» **Passage given**:

━━━━━━━━

Although some republics, notably Ukraine, want their own armies, the commonwealth’s founding members committed themselves to a single strategic force, controlling their nuclear weapons under a joint command with the declared goal of nuclear disarmament.

Finally, this new commonwealth is not a product of the old Soviet Union, its Bolshevism and its failures. It was not conceived in the unrepresentative councils of that system. It, thus, is not tainted with the political illegitimacy that now attaches to everything that the Communists created.

It resulted from a coming together of republics that had broken with the Soviet Union, either declaring their independence from Moscow or through dismantling the old Soviet political and economic structures. First proposed a year ago at a meeting of the leaders of Russia, Ukraine, Belarus and Kazakhstan, the commonwealth was championed by men who won convincing mandates from their electorates.

━━━━━━━━

» **Data shown**:
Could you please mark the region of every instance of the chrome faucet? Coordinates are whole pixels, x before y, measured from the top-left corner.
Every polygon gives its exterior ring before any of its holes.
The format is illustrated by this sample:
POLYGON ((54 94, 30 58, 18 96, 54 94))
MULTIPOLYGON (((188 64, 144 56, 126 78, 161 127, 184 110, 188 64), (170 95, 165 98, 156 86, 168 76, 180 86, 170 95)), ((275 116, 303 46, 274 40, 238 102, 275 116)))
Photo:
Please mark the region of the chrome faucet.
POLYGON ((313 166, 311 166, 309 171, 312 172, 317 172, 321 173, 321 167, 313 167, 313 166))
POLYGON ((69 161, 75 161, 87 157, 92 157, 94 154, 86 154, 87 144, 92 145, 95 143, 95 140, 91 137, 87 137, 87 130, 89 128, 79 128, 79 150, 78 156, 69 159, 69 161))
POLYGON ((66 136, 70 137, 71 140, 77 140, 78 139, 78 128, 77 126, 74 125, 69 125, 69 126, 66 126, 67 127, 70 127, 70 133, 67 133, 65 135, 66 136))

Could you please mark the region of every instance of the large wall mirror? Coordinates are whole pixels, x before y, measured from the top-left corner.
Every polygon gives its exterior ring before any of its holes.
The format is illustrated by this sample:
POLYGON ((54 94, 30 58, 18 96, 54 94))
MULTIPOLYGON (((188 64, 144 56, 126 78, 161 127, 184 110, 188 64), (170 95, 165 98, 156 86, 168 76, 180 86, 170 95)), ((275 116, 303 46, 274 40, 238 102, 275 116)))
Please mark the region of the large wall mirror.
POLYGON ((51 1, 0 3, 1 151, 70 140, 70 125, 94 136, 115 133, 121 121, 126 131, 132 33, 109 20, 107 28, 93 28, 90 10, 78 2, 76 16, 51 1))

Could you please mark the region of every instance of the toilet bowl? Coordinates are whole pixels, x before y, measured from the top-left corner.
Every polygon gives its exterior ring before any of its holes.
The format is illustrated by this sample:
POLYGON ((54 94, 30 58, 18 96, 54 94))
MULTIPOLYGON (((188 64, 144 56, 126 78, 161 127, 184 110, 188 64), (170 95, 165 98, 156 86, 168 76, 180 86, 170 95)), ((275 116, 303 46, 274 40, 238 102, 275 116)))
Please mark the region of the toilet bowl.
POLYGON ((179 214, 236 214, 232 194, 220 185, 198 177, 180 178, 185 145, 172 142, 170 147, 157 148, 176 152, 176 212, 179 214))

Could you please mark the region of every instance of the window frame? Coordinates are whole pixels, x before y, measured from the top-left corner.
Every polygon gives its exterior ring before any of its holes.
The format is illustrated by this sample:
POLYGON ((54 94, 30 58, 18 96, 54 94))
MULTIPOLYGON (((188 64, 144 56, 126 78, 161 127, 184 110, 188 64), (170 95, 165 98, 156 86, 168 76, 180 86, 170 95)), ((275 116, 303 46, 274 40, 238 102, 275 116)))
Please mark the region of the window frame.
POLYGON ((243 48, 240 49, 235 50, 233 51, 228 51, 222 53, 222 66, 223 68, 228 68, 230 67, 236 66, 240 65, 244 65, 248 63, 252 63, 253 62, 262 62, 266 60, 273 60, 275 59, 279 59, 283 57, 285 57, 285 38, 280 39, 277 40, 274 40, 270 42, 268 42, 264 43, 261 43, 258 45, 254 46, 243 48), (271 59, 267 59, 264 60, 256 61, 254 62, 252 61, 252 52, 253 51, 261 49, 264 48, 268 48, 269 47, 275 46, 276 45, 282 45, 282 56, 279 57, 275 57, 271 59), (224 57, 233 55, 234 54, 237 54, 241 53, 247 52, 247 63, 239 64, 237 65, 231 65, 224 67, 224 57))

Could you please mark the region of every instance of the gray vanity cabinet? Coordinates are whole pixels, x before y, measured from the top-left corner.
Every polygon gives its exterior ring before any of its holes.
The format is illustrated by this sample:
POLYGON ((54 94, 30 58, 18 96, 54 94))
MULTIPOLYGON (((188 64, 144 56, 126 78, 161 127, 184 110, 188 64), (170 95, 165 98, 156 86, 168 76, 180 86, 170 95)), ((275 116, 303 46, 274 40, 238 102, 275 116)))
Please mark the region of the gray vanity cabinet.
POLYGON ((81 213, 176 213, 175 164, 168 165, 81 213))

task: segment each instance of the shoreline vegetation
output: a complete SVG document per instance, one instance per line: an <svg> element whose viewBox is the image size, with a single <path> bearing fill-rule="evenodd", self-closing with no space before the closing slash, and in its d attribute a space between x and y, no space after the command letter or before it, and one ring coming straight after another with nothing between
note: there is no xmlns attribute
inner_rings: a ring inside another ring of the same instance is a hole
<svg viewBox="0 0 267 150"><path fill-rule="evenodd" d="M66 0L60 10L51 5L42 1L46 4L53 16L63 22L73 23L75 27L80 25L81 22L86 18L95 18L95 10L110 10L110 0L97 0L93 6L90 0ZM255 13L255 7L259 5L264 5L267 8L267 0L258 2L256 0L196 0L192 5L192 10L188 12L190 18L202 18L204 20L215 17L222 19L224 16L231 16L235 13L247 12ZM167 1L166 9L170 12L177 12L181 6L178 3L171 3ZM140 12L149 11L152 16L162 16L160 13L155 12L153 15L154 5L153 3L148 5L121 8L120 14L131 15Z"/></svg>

━━━━━━━━

» **Tasks to complete**:
[1] Reproduce word for word the part of the commonwealth passage that opens with the words containing "It resulted from" and closes with "from their electorates.".
[2] According to the commonwealth passage, the leaders of which republics met when the commonwealth was first proposed?
[3] Pick up the passage about the new commonwealth after its final sentence and carry it forward.

» **Answers in order**:
[1]
It resulted from a coming together of republics that had broken with the Soviet Union, either declaring their independence from Moscow or through dismantling the old Soviet political and economic structures. First proposed a year ago at a meeting of the leaders of Russia, Ukraine, Belarus and Kazakhstan, the commonwealth was championed by men who won convincing mandates from their electorates.

[2] Russia, Ukraine, Belarus and Kazakhstan.

[3]
Gorbachev’s proposals, first for a federal state, then for a “confederative state,” failed this crucial test. However rational they were on paper and whatever initial acceptance they won, his political blueprints were products of a system now widely rejected as unjust; he had sought only the broadest of mandates from voters last spring to “preserve” the union.

In what seems to have been a valedictory press conference with Soviet journalists this week, Gorbachev complained, “We are now making the biggest mistake since the beginning of perestroika . . . . We are destroying a state when it needs to be reformed.”

But Yeltsin and the others who founded the commonwealth contended with equal conviction that only by destroying the Soviet state can the fundamental political and economic reforms that they envision, even more than Gorbachev, finally be undertaken.